__Kaynak Metin__
════════════════
Jordanred Bisiklet Forması, Bisiklet Taytı ve Bisiklet Giyimine Dair Her Şey

Büyük şehirlerde bisiklete binmek

Scudo
Sabahları saat 04.30gibi mükemmel oluyor.
 
İstanbul içi her gün 2x19 km yaparak katıldığım işkence
 
Trafik her yerde bisiklet için sorun. Trafik kuralları ise ülkemizde genel bir sorun. Büyük şehirlerde bisiklet kullanan arkadaşlara saygı duyuyorum. Zoru başarıyorlar ve devam ettiriyorlar. Forum da başlık bile var. Burada birçok arkadaş rızıklarını kazanmak için bisiklet ile gidip geliyor işyerine.

Trafikte kullanabileceğiniz en büyük mekanizmanın dikkatiniz olduğunu unutmayın. Işık ihlali veya trafik kurallarına uymamanın bedelini en iyi ihtimal sağlığımızla ve en kötüsü olarak hayatımızla ödeyebiliriz.

Alışkanlıklarımızı kontrol etmeliyiz. Araç sürücüleri veya yayalardan ziyade kendi sürüşlerimizdeki hataları es geçmemeliyiz. Dikkatimizi dağıtabilecek etkenleri göz ardı etmemeliyiz.

Örnek olarak tavşanı vereyim. Tilki , av köpekleri, yılan,kemirgen, kurt, avcı kuşlar ve avcılar dahil yem olması için birçok sebebi vardır. Bu yüzden adı korkak tavşana veya ürkek hayvana çıkmıştır.

Yukarıda verdiğim tavşan örneğini bisiklet sürücülüğünde ilke edinip bizlere zarar verebilecek etkenleri önceden kestiremezsek sürüşümüz ya kısa yada can sıkıcı olur.

Kamyon,otomobil,motor,dolmuş binbir türlü vasıta çıkabilir. Kedi,köpek veya farklı hayvanlar çıkabilir. Çocuk,yaşlı veya insanlar çıkabilir. Çukur,elektrik ve benzeri kablolar, cam, taş,çakıl,çivi veya hava muhalefeti sebebiyle sürüşümüzü etkileyecek bir engel çıkabilir. Demek istediğim aşırı dikkat dahi dikkatimizin dağılmasına sebep olabilir.

En tehlikeli olan faktör herzaman insan faktörüdür tabi. Sinirlerimizin çelik gibi olması gerekir. Yersiz tartışmalara mahal vermememiz icap eder. Zor durumlar için yedek planımız olması gerekir.

Bunun için sürüş eğitiminden ziyade ani fren eğitimi,dikkat alıştırmaları, kullandığımız bisikletlerin periyodik bakım ve kontrolleri ve stress eğitimi de gereklidir.
════════════════
__Verilen Bilgiler__
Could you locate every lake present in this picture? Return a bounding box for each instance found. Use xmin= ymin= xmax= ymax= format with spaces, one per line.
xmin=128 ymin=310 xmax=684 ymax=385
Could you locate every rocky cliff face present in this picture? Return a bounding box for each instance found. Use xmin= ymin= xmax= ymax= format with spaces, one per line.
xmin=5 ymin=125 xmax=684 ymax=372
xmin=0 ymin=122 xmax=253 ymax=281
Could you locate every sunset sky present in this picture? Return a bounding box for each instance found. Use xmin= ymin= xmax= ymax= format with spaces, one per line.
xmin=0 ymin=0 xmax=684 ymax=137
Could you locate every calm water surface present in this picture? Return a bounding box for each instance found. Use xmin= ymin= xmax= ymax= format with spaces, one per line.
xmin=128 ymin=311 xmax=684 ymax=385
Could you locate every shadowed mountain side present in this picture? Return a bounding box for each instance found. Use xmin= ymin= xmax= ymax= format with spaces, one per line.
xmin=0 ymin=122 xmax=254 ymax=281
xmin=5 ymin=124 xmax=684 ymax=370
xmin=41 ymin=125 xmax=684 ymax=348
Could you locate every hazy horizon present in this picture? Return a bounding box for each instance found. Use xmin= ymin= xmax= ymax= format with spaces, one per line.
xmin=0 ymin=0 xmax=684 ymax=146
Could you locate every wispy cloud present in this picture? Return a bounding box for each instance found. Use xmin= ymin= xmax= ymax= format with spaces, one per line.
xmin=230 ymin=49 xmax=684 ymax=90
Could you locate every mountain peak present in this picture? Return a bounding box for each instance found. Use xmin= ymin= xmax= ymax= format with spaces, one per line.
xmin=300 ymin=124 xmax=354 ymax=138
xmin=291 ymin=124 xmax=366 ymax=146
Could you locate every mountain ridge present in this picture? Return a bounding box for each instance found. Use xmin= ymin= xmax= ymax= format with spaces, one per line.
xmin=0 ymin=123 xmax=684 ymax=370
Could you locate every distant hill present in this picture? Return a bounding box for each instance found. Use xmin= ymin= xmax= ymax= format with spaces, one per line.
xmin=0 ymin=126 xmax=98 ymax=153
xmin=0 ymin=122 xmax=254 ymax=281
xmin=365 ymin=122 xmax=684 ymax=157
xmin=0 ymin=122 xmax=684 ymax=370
════════════════
__Çözülecek Problemler__
(1) Kaynak metne göre trafikte kullanabileceğimiz en büyük mekanizma nedir?
(2) Kayıtlarda "Could you locate every rocky" ifadesini içeren satırdan başlayıp kayıtların sonunda biten bölümü, her kayıt için bir satır olacak şekilde "metin" ve "cevap" sütunlarından oluşan bir CSV'ye dönüştürün. Her alan tırnak içinde olsun ve satır sonları boşluğa çevrilsin.
Kaynak metin ile kayıtlar birbirinden bağımsızdır.

__Sıralı Çıktılar__
(1) Dikkatimiz.

(2)
metin,cevap
"Could you locate every rocky cliff face present in this picture? Return a bounding box for each instance found. Use xmin= ymin= xmax= ymax= format with spaces, one per line.","xmin=5 ymin=125 xmax=684 ymax=372 xmin=0 ymin=122 xmax=253 ymax=281"
"Could you locate every sunset sky present in this picture? Return a bounding box for each instance found. Use xmin= ymin= xmax= ymax= format with spaces, one per line.","xmin=0 ymin=0 xmax=684 ymax=137"
"Could you locate every calm water surface present in this picture? Return a bounding box for each instance found. Use xmin= ymin= xmax= ymax= format with spaces, one per line.","xmin=128 ymin=311 xmax=684 ymax=385"
"Could you locate every shadowed mountain side present in this picture? Return a bounding box for each instance found. Use xmin= ymin= xmax= ymax= format with spaces, one per line.","xmin=0 ymin=122 xmax=254 ymax=281 xmin=5 ymin=124 xmax=684 ymax=370 xmin=41 ymin=125 xmax=684 ymax=348"
"Could you locate every hazy horizon present in this picture? Return a bounding box for each instance found. Use xmin= ymin= xmax= ymax= format with spaces, one per line.","xmin=0 ymin=0 xmax=684 ymax=146"
"Could you locate every wispy cloud present in this picture? Return a bounding box for each instance found. Use xmin= ymin= xmax= ymax= format with spaces, one per line.","xmin=230 ymin=49 xmax=684 ymax=90"
"Could you locate every mountain peak present in this picture? Return a bounding box for each instance found. Use xmin= ymin= xmax= ymax= format with spaces, one per line.","xmin=300 ymin=124 xmax=354 ymax=138 xmin=291 ymin=124 xmax=366 ymax=146"
"Could you locate every mountain ridge present in this picture? Return a bounding box for each instance found. Use xmin= ymin= xmax= ymax= format with spaces, one per line.","xmin=0 ymin=123 xmax=684 ymax=370"
"Could you locate every distant hill present in this picture? Return a bounding box for each instance found. Use xmin= ymin= xmax= ymax= format with spaces, one per line.","xmin=0 ymin=126 xmax=98 ymax=153 xmin=0 ymin=122 xmax=254 ymax=281 xmin=365 ymin=122 xmax=684 ymax=157 xmin=0 ymin=122 xmax=684 ymax=370"